- Consigne: Recopiez fidèlement le passage du texte sur les exécutions publiques à Toulouse, en commençant à « Par pendaison, écartèlement, décapitation » et en terminant à « la logique ? ».

Par pendaison, écartèlement, décapitation ou immolation, les exécutions en place publique étaient de rigueur au temps des Capitouls. Du Moyen-Âge à 1789, ces derniers, magistrats de la ville, condamnaient les criminels ayant commis des actes graves à cette fin tragique. Des endroits précis à Toulouse y étaient même dédiés, mais est-ce vraiment le cas de la rue des Bûchers, comme le voudrait la logique ?
A Toulouse, la dernière exécution a eu lieu le 13 janvier 1948, dans la cour d’honneur du Castelet de la prison Saint-Michel. Deux condamnés à mort ont été guillotinés. Mais au temps des Capitouls, magistrats qui dirigeaient la ville du Moyen-Âge à la Révolution française, cette sentence était régulièrement infligée aux criminels. A différents endroits de la ville, selon les périodes, étaient disséminés des échafauds et des piloris pour exécuter et exposer les condamnés. Pour cela, plusieurs méthodes : la décollation (tête tranchée), réservée à la noblesse, la pendaison, ou le bûcher, traditionnellement destiné aux auteurs d’infanticides, au cas de sorcellerie, aux hérétiques, et dont a été victime le protestant Jean Calas en 1762 après avoir été roué.

- Extrait de données:
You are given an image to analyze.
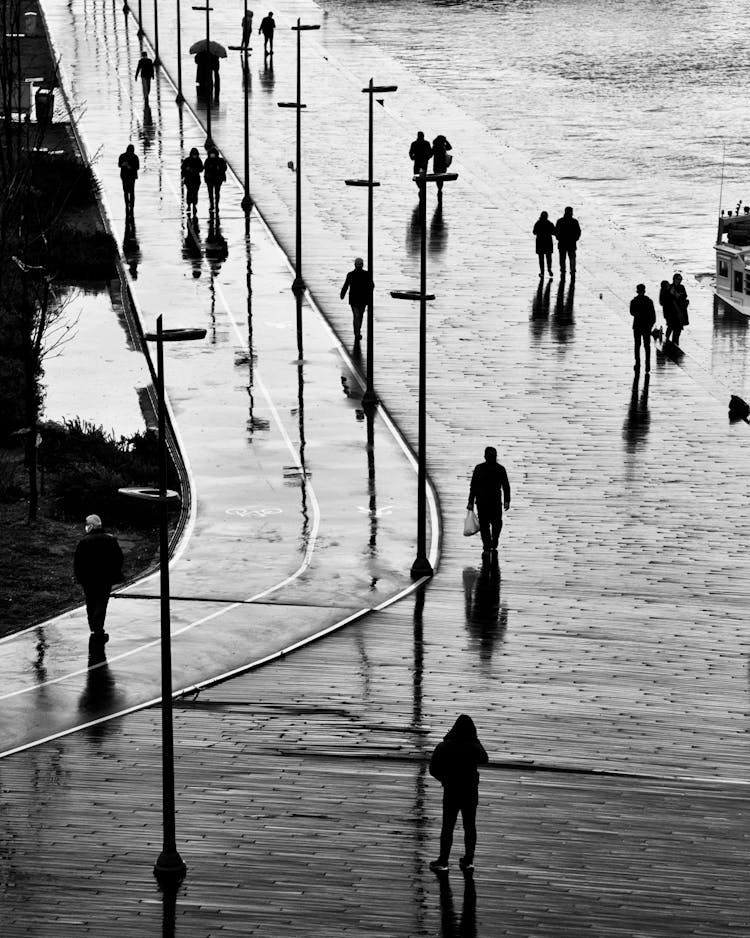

- Réponse complète:
Par pendaison, écartèlement, décapitation ou immolation, les exécutions en place publique étaient de rigueur au temps des Capitouls. Du Moyen-Âge à 1789, ces derniers, magistrats de la ville, condamnaient les criminels ayant commis des actes graves à cette fin tragique. Des endroits précis à Toulouse y étaient même dédiés, mais est-ce vraiment le cas de la rue des Bûchers, comme le voudrait la logique ?